- _TASK REQUIREMENTS_: Copy all of the entries below word for word.

----

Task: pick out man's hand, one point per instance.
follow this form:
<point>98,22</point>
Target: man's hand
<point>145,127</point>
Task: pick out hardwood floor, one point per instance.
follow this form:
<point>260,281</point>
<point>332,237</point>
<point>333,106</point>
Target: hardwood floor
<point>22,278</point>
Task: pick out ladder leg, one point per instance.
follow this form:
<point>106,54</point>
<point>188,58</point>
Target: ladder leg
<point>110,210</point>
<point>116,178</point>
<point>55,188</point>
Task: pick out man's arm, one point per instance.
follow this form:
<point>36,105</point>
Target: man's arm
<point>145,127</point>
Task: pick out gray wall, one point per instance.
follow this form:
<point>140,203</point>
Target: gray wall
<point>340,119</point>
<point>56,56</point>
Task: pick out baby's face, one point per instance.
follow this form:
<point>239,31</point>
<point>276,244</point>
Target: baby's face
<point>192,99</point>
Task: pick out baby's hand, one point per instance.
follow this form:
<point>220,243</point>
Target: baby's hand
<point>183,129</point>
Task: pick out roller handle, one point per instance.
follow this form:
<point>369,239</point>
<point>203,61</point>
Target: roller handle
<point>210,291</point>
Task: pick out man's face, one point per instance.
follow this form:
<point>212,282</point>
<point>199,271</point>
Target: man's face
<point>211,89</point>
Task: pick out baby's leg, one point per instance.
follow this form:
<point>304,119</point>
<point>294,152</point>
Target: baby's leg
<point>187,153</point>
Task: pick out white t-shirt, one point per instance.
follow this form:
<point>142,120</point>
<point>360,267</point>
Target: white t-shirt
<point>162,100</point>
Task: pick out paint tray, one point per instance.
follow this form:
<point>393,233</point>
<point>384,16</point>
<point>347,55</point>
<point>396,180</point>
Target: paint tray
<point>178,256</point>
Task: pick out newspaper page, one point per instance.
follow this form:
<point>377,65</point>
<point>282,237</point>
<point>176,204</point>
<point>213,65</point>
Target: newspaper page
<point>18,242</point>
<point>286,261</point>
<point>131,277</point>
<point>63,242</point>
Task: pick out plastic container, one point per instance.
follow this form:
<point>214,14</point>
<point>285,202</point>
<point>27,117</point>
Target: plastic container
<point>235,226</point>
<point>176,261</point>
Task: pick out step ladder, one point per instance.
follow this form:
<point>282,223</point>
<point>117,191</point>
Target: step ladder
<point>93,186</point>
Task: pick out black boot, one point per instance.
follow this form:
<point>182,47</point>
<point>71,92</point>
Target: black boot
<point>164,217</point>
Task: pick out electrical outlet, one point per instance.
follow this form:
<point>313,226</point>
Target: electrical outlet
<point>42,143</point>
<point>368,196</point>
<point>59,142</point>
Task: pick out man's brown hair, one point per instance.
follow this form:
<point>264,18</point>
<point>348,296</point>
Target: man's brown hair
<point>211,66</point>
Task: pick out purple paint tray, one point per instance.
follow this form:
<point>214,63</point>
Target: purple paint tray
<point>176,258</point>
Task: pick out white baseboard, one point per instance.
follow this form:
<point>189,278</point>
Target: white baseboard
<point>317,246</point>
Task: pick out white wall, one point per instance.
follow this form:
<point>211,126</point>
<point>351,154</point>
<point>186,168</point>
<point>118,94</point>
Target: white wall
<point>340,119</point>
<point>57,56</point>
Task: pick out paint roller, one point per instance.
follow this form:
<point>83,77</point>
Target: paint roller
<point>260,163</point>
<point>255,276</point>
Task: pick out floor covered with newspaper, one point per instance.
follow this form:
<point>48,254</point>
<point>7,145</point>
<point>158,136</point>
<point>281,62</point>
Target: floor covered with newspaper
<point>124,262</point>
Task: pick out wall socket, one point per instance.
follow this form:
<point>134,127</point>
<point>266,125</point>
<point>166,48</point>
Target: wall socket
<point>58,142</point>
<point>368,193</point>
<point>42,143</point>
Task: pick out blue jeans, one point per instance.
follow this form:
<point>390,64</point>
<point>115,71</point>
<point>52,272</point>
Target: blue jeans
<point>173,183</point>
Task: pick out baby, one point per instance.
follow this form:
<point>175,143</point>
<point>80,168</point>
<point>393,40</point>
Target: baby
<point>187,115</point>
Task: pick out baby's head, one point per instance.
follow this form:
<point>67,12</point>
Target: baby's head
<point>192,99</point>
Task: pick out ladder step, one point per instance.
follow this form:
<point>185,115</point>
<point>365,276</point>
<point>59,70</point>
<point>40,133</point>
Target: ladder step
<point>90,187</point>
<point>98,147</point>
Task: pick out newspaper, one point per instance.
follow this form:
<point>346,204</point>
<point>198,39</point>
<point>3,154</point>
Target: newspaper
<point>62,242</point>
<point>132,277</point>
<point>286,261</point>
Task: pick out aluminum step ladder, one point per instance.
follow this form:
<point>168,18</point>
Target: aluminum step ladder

----

- _RESPONSE_:
Task: pick out man's hand, one point per instance.
follow this form:
<point>98,22</point>
Target: man's hand
<point>145,127</point>
Task: pick out hardwood floor, one point per instance.
follow this form:
<point>260,281</point>
<point>332,237</point>
<point>333,106</point>
Target: hardwood floor
<point>22,278</point>
Task: pick out ladder leg, one point per instance.
follow this form:
<point>106,54</point>
<point>188,58</point>
Target: ladder leg
<point>110,210</point>
<point>116,178</point>
<point>55,188</point>
Task: pick out man's arm, one point per instance.
follow this form:
<point>36,105</point>
Target: man's arm
<point>145,127</point>
Task: pick out gray wall, one point per instance.
follow this form:
<point>140,203</point>
Target: gray wall
<point>340,119</point>
<point>56,56</point>
Task: pick out baby's face, one point per instance.
follow this form:
<point>239,31</point>
<point>276,244</point>
Target: baby's face
<point>192,99</point>
Task: pick out baby's hand, one point per instance.
follow this form:
<point>220,243</point>
Target: baby's hand
<point>183,129</point>
Task: pick out roller handle, one point per instance.
follow this form:
<point>369,239</point>
<point>203,61</point>
Target: roller handle
<point>210,291</point>
Task: pick out man's face, one point per instance.
follow this form:
<point>212,282</point>
<point>199,271</point>
Target: man's face
<point>211,89</point>
Task: pick out baby's leg, one point per instance.
follow this form:
<point>304,119</point>
<point>294,152</point>
Target: baby's leg
<point>187,153</point>
Task: pick out white t-shirt, one point per instance.
follow this form:
<point>142,120</point>
<point>360,267</point>
Target: white t-shirt
<point>162,100</point>
Task: pick out paint tray, one point per instance.
follow this form:
<point>393,233</point>
<point>384,16</point>
<point>347,55</point>
<point>396,180</point>
Target: paint tray
<point>178,256</point>
Task: pick out newspaper page, one point per instance.
follow this form:
<point>377,65</point>
<point>282,237</point>
<point>176,204</point>
<point>213,65</point>
Target: newspaper page
<point>18,242</point>
<point>286,261</point>
<point>131,277</point>
<point>63,242</point>
Task: pick out plastic container, one point per instance.
follow this form:
<point>214,14</point>
<point>285,202</point>
<point>27,117</point>
Target: plastic container
<point>235,226</point>
<point>176,261</point>
Task: pick out step ladder, one point per instance.
follow this form:
<point>282,223</point>
<point>117,191</point>
Target: step ladder
<point>93,186</point>
Task: pick out black boot, one point per instance.
follow this form:
<point>182,47</point>
<point>71,92</point>
Target: black boot
<point>164,217</point>
Task: pick out electrical outlet, one point per instance.
follow this form:
<point>313,226</point>
Target: electrical outlet
<point>42,143</point>
<point>368,196</point>
<point>59,142</point>
Task: pick out man's brown hair, one point per instance.
follow this form:
<point>264,18</point>
<point>348,296</point>
Target: man's brown hair
<point>211,66</point>
Task: pick out purple paint tray, one point per instance.
follow this form:
<point>214,63</point>
Target: purple paint tray
<point>176,258</point>
Task: pick out white baseboard, one point per instance.
follow this form:
<point>189,278</point>
Target: white baseboard
<point>317,246</point>
Task: pick out white wall, one point per instance.
follow this form:
<point>211,126</point>
<point>351,154</point>
<point>186,168</point>
<point>118,94</point>
Target: white wall
<point>340,119</point>
<point>57,56</point>
Task: pick out paint roller, one point per instance.
follow this form:
<point>83,77</point>
Target: paint roller
<point>260,163</point>
<point>255,276</point>
Task: pick out floor covered with newspaper, one point per instance.
follow this form:
<point>48,254</point>
<point>7,145</point>
<point>158,136</point>
<point>281,62</point>
Target: floor covered with newspaper
<point>124,262</point>
Task: pick out wall socket, one point per instance.
follow this form:
<point>134,127</point>
<point>266,125</point>
<point>166,48</point>
Target: wall socket
<point>58,142</point>
<point>368,193</point>
<point>42,143</point>
Task: pick out blue jeans, one point per instance.
follow this form:
<point>390,64</point>
<point>115,71</point>
<point>52,272</point>
Target: blue jeans
<point>173,183</point>
Task: pick out baby, one point per instance.
follow this form:
<point>175,143</point>
<point>80,168</point>
<point>393,40</point>
Target: baby
<point>187,115</point>
Task: pick out baby's head, one point per instance.
follow this form:
<point>67,12</point>
Target: baby's head
<point>192,99</point>
Task: pick out ladder step, one point per instance.
follow this form:
<point>185,115</point>
<point>365,276</point>
<point>59,70</point>
<point>40,133</point>
Target: ladder step
<point>90,187</point>
<point>98,147</point>
Task: pick out newspaper, one point per instance.
follow this form:
<point>346,204</point>
<point>198,39</point>
<point>3,154</point>
Target: newspaper
<point>62,242</point>
<point>132,277</point>
<point>286,261</point>
Task: pick out aluminum step ladder, one point per instance.
follow this form:
<point>168,18</point>
Target: aluminum step ladder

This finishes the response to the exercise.